Stated task 1: Return the passage of the dream yoga thread, starting with "# Lucid Dreaming" and going on through "see you soon!", copied word for word.

Document:
* * * * *
# Lucid Dreaming > DV Academy > Current Courses > Dream Yoga >  >  Feli's yummy yellow yoghurt and yoga stuff

## FelicityPotter

Yo! Yes, I like yummy Yoghurt and I am usually yearningly yelled and yodelled to with the name Feli!  I am fifteen years old and find that fluffy stuff and floral findings fix my attention on themselves. Don't worry, I'll stop the letter thing now. I am probably going to do the literature and two simple classes. I'll get started on lesson one for both straight away, so I'll see you soon!

----------


## FelicityPotter

Lesson 1, simple yoga class- listening version
Alright, so yesterday I started to do the listening task. I was in my living room, and I had to watch the Euro 2012 ceremony and football games, (wasn't it tacky?) And I couldn't go upstairs, so I just closed my eyes, and started trying to listen to things that weren't my tv. That didn't go very well, so I decided to focus on what I could hear, including the tv. So I first of all had my brother and dad talking, and the commentary on the football. I heard it, but I didn't focus on what they said. Then I had the crowd and the football being kicked. Then my mum phoned me, so that put everything off. 
Later on I tried a quieter environment, my mums house. I could hear the clock, and the fridge, and the cats purring, then I heard the conversations outside and even the wind. I found it okay, I think it might be Because I'm a musician, so I regularly have the whole orchestra playing and I'd just listen. So then I opened my eyes and started knitting whilst doing it. Quite tough at first, but once I got the hang of it it sorta felt better, like if you were looking around inside a tent and then you looked outside, and you have the whole field and you are free to look at whatever you would want to. Sort of. It's like, you said there's a filter, It's as though when I do it there isn't a filter so I can just ... Meh, I'm sure you get the idea  :tongue2:

----------


## FelicityPotter

Hello again! I was doing a lot of listening today, and I even went to the shop and started reading the Tibetan sleep yogas book. The book was good but also very boring and slow so I gave up after the intro. And when I went to the shop, I really couldn't hear my footsteps. Was it Because it was loud where I was, or that I walk quietly or just that I've been blocking it out for so long that I can't hear it? I'm continuing the listening practices Because I don't think I have yet discovered what I need to.

----------


## FelicityPotter

Morning  :smiley:  so over the last couple of days, I started to try out some of the different variations, the feeling one. At first I was very very uncomfortable, and I didnt feel like I was getting anywhere. I carried on anyway, and then I realised that I felt a bit like a statue, Because I was not moving. I noticed that I do a lot of being still, but in my dreams I always seem to be moving. Maybe that should be a new dream sign?? Maybe.  :tongue2:  Oh, and I had a glance at diffuse vision, and decided it would be good since I had 30 minutes at the end of a test. It was quite easy, I think, but quite blurry. I think it's not going to get much clearer. Although I saw somebody watching my exam paper? :O I think this will have good application in future  :wink2:

----------


## FelicityPotter

I still haven't made any progress really, I mean I am string betrer at it but I don't think I've learned much. I will continue with this practise. But now I'm going to focus in feeling my body. I have a feeling this will be tough Because I think I usually focus on what is outside of my body, or just inside my head. I mean, I even deal with pain well, so I suppose it will be strange to listen to my body for once  :tongue2:  well, wish me luck  :smiley:

----------


## Sivason

> Hello again! I was doing a lot of listening today, and I even went to the shop and started reading the Tibetan sleep yogas book. The book was good but also very boring and slow so I gave up after the intro. And when I went to the shop, I really couldn't hear my footsteps. Was it Because it was loud where I was, or that I walk quietly or just that I've been blocking it out for so long that I can't hear it? I'm continuing the listening practices Because I don't think I have yet discovered what I need to.
* * * * *
Stated task 2: Rewrite as a numbered list only the lines of the records below, starting with the line with "Exercise. Find the black dive" and going on through the end of the records, both ends included. Leave out blank lines.
* * * * *
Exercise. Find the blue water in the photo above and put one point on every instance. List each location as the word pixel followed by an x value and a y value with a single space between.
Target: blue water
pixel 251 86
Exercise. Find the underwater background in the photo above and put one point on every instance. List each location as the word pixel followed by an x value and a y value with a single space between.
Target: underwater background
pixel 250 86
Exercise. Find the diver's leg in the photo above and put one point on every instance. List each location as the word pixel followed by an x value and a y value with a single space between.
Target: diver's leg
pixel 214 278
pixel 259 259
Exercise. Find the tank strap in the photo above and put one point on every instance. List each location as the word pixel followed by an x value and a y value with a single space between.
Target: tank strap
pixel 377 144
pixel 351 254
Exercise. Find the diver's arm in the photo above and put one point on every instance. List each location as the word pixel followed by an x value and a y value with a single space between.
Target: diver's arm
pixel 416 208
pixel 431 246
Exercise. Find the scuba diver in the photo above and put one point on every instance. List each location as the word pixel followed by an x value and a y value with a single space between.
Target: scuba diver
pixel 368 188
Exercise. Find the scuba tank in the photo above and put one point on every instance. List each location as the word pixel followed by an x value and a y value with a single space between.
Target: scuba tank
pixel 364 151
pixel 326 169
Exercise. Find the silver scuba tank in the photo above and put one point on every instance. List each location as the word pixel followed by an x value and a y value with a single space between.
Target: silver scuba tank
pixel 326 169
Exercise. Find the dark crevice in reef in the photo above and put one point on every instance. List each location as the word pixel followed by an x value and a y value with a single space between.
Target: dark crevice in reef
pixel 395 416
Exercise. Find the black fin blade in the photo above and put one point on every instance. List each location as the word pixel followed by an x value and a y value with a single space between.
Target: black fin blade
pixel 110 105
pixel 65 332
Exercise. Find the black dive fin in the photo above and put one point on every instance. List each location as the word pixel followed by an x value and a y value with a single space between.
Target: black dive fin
* * * * *
Correct result 1:
# Lucid Dreaming > DV Academy > Current Courses > Dream Yoga >  >  Feli's yummy yellow yoghurt and yoga stuff

## FelicityPotter

Yo! Yes, I like yummy Yoghurt and I am usually yearningly yelled and yodelled to with the name Feli!  I am fifteen years old and find that fluffy stuff and floral findings fix my attention on themselves. Don't worry, I'll stop the letter thing now. I am probably going to do the literature and two simple classes. I'll get started on lesson one for both straight away, so I'll see you soon!

Correct result 2:
1. Exercise. Find the black dive fin in the photo above and put one point on every instance. List each location as the word pixel followed by an x value and a y value with a single space between.
2. Target: black dive fin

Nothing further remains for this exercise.